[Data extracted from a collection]
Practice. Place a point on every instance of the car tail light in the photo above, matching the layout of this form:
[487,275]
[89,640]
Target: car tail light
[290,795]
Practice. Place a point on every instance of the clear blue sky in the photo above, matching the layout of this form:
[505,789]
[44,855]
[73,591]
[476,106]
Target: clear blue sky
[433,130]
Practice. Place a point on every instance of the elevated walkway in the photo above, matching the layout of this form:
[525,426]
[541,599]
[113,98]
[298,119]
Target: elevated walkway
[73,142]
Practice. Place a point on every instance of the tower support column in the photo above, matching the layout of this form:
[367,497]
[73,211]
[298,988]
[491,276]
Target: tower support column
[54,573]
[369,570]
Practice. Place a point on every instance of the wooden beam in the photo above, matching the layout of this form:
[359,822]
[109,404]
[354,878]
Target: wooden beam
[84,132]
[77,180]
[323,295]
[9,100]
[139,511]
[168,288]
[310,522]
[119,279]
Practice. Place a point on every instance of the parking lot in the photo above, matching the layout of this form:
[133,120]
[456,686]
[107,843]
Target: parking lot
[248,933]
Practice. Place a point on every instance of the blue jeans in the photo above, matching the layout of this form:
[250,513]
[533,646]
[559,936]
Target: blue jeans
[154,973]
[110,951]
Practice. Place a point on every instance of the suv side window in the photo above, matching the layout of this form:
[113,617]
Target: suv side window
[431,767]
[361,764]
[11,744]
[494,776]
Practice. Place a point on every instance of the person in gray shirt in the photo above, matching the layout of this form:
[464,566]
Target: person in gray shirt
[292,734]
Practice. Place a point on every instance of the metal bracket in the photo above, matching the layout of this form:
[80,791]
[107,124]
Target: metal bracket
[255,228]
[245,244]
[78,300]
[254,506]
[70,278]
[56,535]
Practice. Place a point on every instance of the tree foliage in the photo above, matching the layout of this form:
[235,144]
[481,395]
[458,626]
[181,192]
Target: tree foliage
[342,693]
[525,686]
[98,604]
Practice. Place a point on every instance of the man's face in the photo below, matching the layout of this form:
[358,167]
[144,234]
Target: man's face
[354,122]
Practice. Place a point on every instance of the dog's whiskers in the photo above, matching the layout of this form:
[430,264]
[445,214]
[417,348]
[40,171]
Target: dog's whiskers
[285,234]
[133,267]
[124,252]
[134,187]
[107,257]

> **SET PROBLEM**:
Reproduce all of the items above, switching every "Target" to "Object" and leaving everything else unchanged.

> **EXERCISE ANSWER**:
Practice. Place a point on every instance of the car tail light in the photo above, matching the layout of this form:
[487,275]
[89,640]
Object: car tail light
[290,795]
Practice. Place a point on every instance of the clear blue sky in the photo above, matching the layout of this form:
[505,789]
[44,855]
[73,591]
[476,106]
Object: clear blue sky
[433,130]
Practice. Place a point on every instance of the elevated walkway in the photo above, matching the layout of this form:
[525,426]
[541,599]
[113,98]
[298,119]
Object: elevated walkway
[73,142]
Practice. Place a point on every instance of the tower support column in the photo above, matching the layout of this form:
[367,497]
[73,211]
[298,988]
[491,276]
Object: tower support column
[54,573]
[369,570]
Practice. Place a point on every instance of the wooden beam in the photo above, matching the layout of this form:
[359,822]
[109,404]
[354,878]
Object: wooden beam
[84,132]
[77,180]
[323,295]
[9,100]
[139,511]
[168,288]
[310,522]
[119,279]
Practice. Place a point on every instance of the parking lot in the photo above, matching the layout of this form:
[133,120]
[456,686]
[107,843]
Object: parking lot
[248,933]
Practice. Place a point on every instance of the blue jeans in the photo above, matching the layout of this form:
[250,513]
[533,646]
[559,936]
Object: blue jeans
[154,973]
[110,951]
Practice. Place a point on every instance of the suv side window in the photo above, matching the layout of this form:
[113,617]
Object: suv side window
[431,767]
[361,764]
[11,744]
[494,776]
Practice. Place a point on every instance of the person in gray shirt in the photo above, matching the layout of this form:
[464,566]
Object: person in gray shirt
[292,734]
Practice. Place a point on every instance of the metal bracket in the photo above, matching the layout of this form:
[80,791]
[107,124]
Object: metal bracket
[255,228]
[245,244]
[78,300]
[254,506]
[70,278]
[56,535]
Practice. Place a point on every instance of the tree foliage in the photo above, matching the layout of this form:
[235,144]
[481,395]
[458,626]
[181,192]
Object: tree foliage
[342,693]
[525,686]
[98,604]
Practice. Place a point on every instance of the man's face in the photo below, matching the layout of this form:
[358,167]
[144,234]
Object: man's face
[354,122]
Practice. Place a point on every instance of the dog's whiskers in the photo above, matching the layout of this form:
[430,264]
[445,214]
[417,348]
[40,171]
Object: dog's whiskers
[285,234]
[133,267]
[124,252]
[134,187]
[107,257]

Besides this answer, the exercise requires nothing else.